- SET TASK
For each statement below, decide whether it agrees with the passage on the new Companies Act, and answer yes or no with the deciding words quoted from the passage. 1. Directors' duties and liabilities have been significantly expanded under the New Companies Act. 2. A company is deemed to be the same legal person as its shareholders. 3. The directors' mandate is owed only to the shareholders and not to the company.

- PASSAGE PROVIDED

━━━━━━━━━━━━━━━━

With the enactment of the new Companies Act earlier this year, there has been much debate on various platforms about the liability of corporates and that of their officers, servants and directors.  

Because the officers, servants and directors of a corporate entity act and think on its behalf, there is a need for the individuals and corporates to be held accountable for their actions. The director’s duties and liabilities have been significantly expanded under the New Companies Act. But does this expansion represent a lifting or piercing of the corporate veil?

What is piercing the corporate veil?

At this point it is worth noting the unique relationship and distinction between ownership and management in a company. Under the company’s memorandum of incorporation and also company legislation, the company’s directors are mandated to act in the best interests of the company — which is deemed to be a separate legal person from its shareholders. Although this mandate is owed to the company, it is also owed on behalf of the company shareholders who share in the company’s profits.

━━━━━━━━━━━━━━━━

- RECORDS
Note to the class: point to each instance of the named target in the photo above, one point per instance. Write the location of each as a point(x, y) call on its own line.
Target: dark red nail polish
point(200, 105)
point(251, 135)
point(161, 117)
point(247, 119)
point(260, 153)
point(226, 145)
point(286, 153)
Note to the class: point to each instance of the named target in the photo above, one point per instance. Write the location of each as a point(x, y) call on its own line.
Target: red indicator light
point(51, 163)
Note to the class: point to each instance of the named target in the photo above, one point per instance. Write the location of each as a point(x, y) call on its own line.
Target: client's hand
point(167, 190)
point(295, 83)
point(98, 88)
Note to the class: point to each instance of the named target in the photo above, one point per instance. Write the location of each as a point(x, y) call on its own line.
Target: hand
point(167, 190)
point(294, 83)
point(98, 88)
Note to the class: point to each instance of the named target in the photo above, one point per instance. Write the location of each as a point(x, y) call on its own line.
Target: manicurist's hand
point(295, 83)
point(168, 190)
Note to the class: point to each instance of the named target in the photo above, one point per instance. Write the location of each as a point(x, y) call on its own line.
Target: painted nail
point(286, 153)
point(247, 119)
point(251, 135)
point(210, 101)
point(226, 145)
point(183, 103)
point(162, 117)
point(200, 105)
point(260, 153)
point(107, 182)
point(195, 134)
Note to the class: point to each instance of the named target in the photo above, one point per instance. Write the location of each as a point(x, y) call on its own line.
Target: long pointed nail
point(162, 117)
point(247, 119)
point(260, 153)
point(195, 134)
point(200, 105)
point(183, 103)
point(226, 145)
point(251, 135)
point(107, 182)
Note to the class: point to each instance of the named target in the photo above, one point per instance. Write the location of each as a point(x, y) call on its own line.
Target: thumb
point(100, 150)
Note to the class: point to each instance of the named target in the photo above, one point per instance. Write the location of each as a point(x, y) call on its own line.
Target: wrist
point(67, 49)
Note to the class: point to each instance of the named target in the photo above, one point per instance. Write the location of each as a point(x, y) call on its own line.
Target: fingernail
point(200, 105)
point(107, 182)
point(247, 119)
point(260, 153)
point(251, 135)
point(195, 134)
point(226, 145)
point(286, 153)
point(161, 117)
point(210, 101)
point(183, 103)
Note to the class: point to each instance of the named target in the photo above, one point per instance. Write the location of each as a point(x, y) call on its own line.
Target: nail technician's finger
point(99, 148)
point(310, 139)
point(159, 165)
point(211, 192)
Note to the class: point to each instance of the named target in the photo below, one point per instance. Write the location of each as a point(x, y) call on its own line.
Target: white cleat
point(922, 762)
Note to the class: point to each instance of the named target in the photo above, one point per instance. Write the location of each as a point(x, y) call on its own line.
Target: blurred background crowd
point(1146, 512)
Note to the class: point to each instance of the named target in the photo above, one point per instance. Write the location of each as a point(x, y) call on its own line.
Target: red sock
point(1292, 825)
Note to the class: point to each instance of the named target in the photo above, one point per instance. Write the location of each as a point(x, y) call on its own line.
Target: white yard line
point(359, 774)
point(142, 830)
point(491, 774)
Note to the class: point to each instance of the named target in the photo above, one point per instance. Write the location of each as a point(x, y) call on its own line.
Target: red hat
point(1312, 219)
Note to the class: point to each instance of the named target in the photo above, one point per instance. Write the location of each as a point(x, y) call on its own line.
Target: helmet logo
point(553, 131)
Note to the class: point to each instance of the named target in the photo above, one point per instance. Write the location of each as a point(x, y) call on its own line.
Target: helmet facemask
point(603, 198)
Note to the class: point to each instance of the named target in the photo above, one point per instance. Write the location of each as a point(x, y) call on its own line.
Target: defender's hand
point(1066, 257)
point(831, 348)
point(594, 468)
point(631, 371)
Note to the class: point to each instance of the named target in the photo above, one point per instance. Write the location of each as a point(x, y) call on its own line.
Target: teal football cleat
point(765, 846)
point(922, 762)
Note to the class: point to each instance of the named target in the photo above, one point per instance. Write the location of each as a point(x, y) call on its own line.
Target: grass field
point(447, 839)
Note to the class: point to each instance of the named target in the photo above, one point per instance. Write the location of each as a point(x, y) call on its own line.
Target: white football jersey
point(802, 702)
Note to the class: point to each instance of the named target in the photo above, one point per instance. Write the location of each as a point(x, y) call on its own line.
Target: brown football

━━━━━━━━━━━━━━━━

- ANSWER IN FULL
1. Yes: "The director’s duties and liabilities have been significantly expanded under the New Companies Act."
2. No: "which is deemed to be a separate legal person from its shareholders"
3. No: "Although this mandate is owed to the company, it is also owed on behalf of the company shareholders"